Except for the pictures, output the records in full and exactly.

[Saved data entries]
^^^^
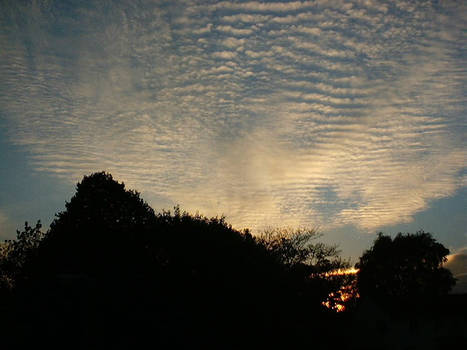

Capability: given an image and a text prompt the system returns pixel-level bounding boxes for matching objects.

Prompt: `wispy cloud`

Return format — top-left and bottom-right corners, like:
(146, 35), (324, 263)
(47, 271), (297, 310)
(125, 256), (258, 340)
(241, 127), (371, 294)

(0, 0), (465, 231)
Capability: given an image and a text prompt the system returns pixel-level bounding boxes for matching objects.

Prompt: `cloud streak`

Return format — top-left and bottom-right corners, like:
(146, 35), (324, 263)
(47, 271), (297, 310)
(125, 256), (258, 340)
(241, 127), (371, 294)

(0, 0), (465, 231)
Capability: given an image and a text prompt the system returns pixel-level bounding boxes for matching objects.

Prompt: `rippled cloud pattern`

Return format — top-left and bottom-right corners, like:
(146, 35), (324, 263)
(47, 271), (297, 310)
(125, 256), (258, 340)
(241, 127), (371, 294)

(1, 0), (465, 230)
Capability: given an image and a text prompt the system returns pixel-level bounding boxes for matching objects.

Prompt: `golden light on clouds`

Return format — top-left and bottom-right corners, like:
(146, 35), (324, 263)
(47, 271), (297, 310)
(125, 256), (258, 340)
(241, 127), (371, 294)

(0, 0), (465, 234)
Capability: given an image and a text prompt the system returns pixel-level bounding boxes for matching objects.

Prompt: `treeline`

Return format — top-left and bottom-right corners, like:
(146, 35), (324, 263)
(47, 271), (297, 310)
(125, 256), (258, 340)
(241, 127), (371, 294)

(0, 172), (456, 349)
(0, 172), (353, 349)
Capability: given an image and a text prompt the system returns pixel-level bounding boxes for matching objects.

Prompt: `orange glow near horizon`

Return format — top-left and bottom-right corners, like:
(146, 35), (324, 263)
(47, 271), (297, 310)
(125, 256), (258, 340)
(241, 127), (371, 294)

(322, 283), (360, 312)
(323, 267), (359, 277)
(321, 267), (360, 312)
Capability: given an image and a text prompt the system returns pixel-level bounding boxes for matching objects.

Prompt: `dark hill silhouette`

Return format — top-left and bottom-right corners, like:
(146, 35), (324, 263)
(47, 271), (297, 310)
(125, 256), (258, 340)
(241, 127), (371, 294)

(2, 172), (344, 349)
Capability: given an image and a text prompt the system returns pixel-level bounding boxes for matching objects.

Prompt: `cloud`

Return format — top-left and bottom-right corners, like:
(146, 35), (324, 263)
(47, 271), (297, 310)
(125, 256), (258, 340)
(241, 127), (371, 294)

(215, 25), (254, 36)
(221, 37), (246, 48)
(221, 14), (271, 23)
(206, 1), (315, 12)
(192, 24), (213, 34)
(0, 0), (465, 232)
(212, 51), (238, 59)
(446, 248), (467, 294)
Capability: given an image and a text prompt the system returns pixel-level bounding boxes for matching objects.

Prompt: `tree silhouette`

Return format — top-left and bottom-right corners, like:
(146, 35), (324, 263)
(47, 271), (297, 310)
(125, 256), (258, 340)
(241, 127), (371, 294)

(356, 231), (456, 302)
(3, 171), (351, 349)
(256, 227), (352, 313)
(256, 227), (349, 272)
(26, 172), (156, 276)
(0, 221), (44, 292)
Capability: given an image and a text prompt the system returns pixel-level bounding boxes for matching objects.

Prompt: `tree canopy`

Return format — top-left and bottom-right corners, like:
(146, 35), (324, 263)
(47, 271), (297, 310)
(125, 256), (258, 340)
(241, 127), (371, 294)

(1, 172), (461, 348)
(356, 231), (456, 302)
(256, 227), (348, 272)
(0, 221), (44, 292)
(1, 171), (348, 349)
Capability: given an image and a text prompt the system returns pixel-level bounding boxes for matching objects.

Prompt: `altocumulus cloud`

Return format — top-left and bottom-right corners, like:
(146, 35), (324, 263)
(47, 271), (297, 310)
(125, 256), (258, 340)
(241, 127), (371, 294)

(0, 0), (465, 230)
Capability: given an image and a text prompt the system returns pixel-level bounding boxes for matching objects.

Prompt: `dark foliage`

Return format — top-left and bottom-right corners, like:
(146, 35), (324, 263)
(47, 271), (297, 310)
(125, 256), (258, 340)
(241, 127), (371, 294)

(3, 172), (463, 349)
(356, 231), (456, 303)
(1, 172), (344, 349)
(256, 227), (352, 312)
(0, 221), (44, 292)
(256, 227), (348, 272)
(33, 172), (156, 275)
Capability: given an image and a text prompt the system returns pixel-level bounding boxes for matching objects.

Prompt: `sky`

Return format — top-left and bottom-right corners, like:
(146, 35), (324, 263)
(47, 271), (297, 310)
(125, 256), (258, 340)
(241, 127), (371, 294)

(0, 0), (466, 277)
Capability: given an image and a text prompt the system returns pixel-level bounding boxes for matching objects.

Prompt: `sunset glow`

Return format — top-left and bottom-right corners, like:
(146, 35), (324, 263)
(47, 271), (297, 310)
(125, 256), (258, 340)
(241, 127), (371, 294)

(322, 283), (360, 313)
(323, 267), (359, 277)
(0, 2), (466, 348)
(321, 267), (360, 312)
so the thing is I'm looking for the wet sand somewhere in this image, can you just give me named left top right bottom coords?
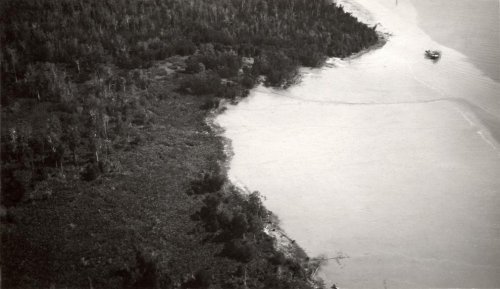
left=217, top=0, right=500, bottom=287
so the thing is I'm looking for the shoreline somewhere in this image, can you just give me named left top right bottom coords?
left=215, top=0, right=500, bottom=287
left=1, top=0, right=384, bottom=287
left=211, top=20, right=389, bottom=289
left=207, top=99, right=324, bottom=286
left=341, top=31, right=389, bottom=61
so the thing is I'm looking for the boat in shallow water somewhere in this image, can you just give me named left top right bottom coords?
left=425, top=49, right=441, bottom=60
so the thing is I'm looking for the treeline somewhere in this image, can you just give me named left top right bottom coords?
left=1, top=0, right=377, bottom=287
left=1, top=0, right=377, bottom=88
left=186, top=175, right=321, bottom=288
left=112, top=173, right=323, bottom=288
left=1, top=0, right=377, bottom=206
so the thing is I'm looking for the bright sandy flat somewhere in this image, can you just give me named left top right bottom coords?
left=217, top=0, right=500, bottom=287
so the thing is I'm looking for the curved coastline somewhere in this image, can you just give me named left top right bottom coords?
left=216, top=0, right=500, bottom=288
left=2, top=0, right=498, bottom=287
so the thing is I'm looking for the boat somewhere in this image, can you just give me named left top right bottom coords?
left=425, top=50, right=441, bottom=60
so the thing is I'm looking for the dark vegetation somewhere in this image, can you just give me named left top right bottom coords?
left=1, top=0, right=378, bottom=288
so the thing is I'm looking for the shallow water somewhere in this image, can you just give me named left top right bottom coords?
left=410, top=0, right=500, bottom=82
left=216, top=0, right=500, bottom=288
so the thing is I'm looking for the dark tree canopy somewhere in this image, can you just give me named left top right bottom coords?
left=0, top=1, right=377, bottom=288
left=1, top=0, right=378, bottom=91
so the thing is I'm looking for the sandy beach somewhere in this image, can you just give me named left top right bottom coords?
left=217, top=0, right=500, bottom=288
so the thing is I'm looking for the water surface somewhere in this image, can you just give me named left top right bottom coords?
^^^^
### Exercise result
Capability: given an image and a text prompt the system returns pixel-level bounding boxes for matching objects.

Prompt: `wispy cloud`

Return format — top-left and bottom-right corners, like:
(146, 35), (324, 263)
(47, 271), (297, 310)
(125, 256), (258, 340)
(241, 127), (371, 294)

(0, 0), (465, 231)
Capability: given an image and a text prompt the system returns pixel-level bounding boxes for matching objects.

Prompt: `cloud streak`

Return format — top-left and bottom-right corners, like:
(146, 35), (324, 263)
(47, 271), (297, 310)
(125, 256), (258, 340)
(241, 127), (371, 294)

(0, 0), (465, 231)
Capability: given an image and a text prompt the system returns pixel-level bounding boxes for matching objects.

Prompt: `rippled cloud pattern`

Return format — top-left and bottom-right corners, like:
(146, 35), (324, 263)
(47, 271), (297, 310)
(125, 256), (258, 340)
(241, 127), (371, 294)

(1, 0), (465, 230)
Capability: given an image and a text prompt the system returns pixel-level bounding boxes for matching objects.

Prompt: `golden light on clouds`

Return format — top-left and bottom-right corners, like:
(146, 35), (324, 263)
(47, 271), (297, 310)
(125, 256), (258, 340)
(241, 127), (371, 294)

(0, 0), (465, 234)
Capability: given an image and a text prompt the system returns pixel-level bounding boxes for matching objects.

Prompt: `treeline`

Return format — top-left and bottom-right corners, like:
(146, 35), (324, 263)
(47, 271), (297, 310)
(125, 256), (258, 340)
(241, 127), (371, 294)

(0, 172), (456, 349)
(0, 172), (353, 349)
Capability: given an image and a text prompt the system returns pixel-level bounding boxes for matching objects.

Prompt: `orange glow near horizon`

Return format — top-left and bottom-right corners, like:
(146, 35), (324, 263)
(47, 271), (297, 310)
(125, 256), (258, 340)
(241, 127), (371, 294)

(322, 283), (360, 312)
(323, 267), (359, 277)
(321, 267), (360, 312)
Capability: given an image and a text prompt the system returns pixel-level bounding boxes for matching objects.

Prompt: `dark hill silhouette`

Return format — top-left and bottom-right corners, like:
(146, 35), (324, 263)
(47, 271), (297, 310)
(125, 256), (258, 340)
(241, 127), (371, 294)

(2, 172), (344, 349)
Capability: given an image and a text prompt the system returns pixel-level bounding boxes for matching objects.

Prompt: `cloud`

Return format — top-left and bottom-right corners, like:
(146, 35), (324, 263)
(47, 271), (297, 310)
(125, 256), (258, 340)
(241, 127), (371, 294)

(215, 25), (254, 36)
(221, 37), (246, 48)
(221, 14), (271, 23)
(206, 1), (315, 12)
(192, 24), (213, 34)
(0, 0), (465, 232)
(212, 51), (238, 59)
(446, 248), (467, 294)
Capability: given an image and a text prompt the system returns pixel-level bounding boxes for matching objects.

Prompt: `tree silhouette`

Return format — top-left and bottom-right corners, like:
(146, 35), (324, 263)
(47, 271), (297, 310)
(125, 256), (258, 340)
(241, 127), (371, 294)

(356, 231), (456, 302)
(3, 171), (351, 349)
(256, 227), (352, 313)
(256, 227), (349, 272)
(26, 172), (156, 276)
(0, 221), (44, 292)
Capability: given an image and a text prompt the system returns pixel-level bounding boxes for matching objects.

Prompt: `tree canopy`

Return format — top-left and bottom-right corners, like:
(146, 35), (324, 263)
(47, 271), (297, 310)
(125, 256), (258, 340)
(241, 127), (371, 294)

(1, 172), (461, 348)
(356, 231), (456, 302)
(256, 227), (348, 272)
(0, 221), (44, 292)
(1, 171), (348, 349)
Capability: given an image and a text prompt the system returns pixel-level bounding boxes for matching objects.

Prompt: `altocumulus cloud`

Return format — top-left and bottom-right corners, like:
(146, 35), (324, 263)
(47, 271), (297, 310)
(125, 256), (258, 340)
(241, 127), (371, 294)

(0, 0), (465, 230)
Capability: given an image and a text prompt the system returns pixel-level bounding boxes for matching objects.

Prompt: `dark foliage`

Return format — top-left and bottom-right corners, like:
(146, 35), (324, 263)
(47, 271), (297, 310)
(125, 256), (258, 340)
(241, 127), (371, 294)

(3, 172), (463, 349)
(356, 231), (456, 303)
(1, 172), (344, 349)
(256, 227), (352, 312)
(0, 221), (44, 292)
(256, 227), (348, 272)
(33, 172), (156, 275)
Capability: given an image and a text prompt the system returns pixel-level bounding boxes for matching objects.

Prompt: `sky`

Return format — top-left and bottom-right corners, like:
(146, 35), (324, 263)
(47, 271), (297, 310)
(125, 256), (258, 340)
(241, 127), (371, 294)

(0, 0), (466, 277)
Capability: given an image and a text prompt the system returns pixel-level bounding boxes for matching objects.

Prompt: `sunset glow`

Return format — top-left and bottom-right corners, like:
(146, 35), (324, 263)
(47, 271), (297, 310)
(125, 256), (258, 340)
(241, 127), (371, 294)

(322, 283), (360, 313)
(323, 267), (359, 277)
(0, 2), (466, 348)
(321, 267), (360, 312)
so the thing is I'm looking for the wet sand somewhere in this image, can you just give me named left top right bottom coords?
left=217, top=0, right=500, bottom=287
so the thing is I'm looking for the shoreline somewhere in this image, can you just give me named left top right bottom coords?
left=215, top=0, right=500, bottom=287
left=1, top=0, right=384, bottom=287
left=211, top=20, right=389, bottom=289
left=207, top=99, right=324, bottom=286
left=341, top=31, right=389, bottom=61
so the thing is I'm looking for the boat in shallow water somewhere in this image, can you just give me named left top right bottom coords?
left=425, top=49, right=441, bottom=60
so the thing is I'm looking for the treeline somewhere in this image, can you just give me named left top right bottom coords?
left=1, top=0, right=377, bottom=287
left=1, top=0, right=377, bottom=88
left=186, top=175, right=321, bottom=288
left=112, top=173, right=323, bottom=288
left=1, top=0, right=377, bottom=206
so the thing is I'm looking for the bright sandy flat somewhere in this image, can you just give me named left top right bottom coords?
left=217, top=0, right=500, bottom=287
so the thing is I'm looking for the curved coastline somewhere in this image, can you just give me named left top right bottom coords?
left=216, top=0, right=500, bottom=288
left=2, top=0, right=498, bottom=287
so the thing is I'm looking for the boat somewhere in this image, can you just give me named left top right bottom coords?
left=425, top=50, right=441, bottom=60
so the thing is I'm looking for the dark vegetation somewhere in this image, can you just give me named left top right bottom coords?
left=1, top=0, right=378, bottom=288
so the thing is I'm looking for the shallow water somewhere in this image, can you just give me named left top right bottom coords?
left=410, top=0, right=500, bottom=82
left=216, top=0, right=500, bottom=288
so the thing is I'm looking for the dark tree canopy somewhere in this image, can you just give me named left top right bottom coords?
left=0, top=1, right=377, bottom=288
left=1, top=0, right=378, bottom=91
so the thing is I'm looking for the sandy beach somewhere in this image, can you just give me named left top right bottom coords?
left=217, top=0, right=500, bottom=288
so the thing is I'm looking for the water surface somewhere in this image, can you just give me named left top right bottom coords?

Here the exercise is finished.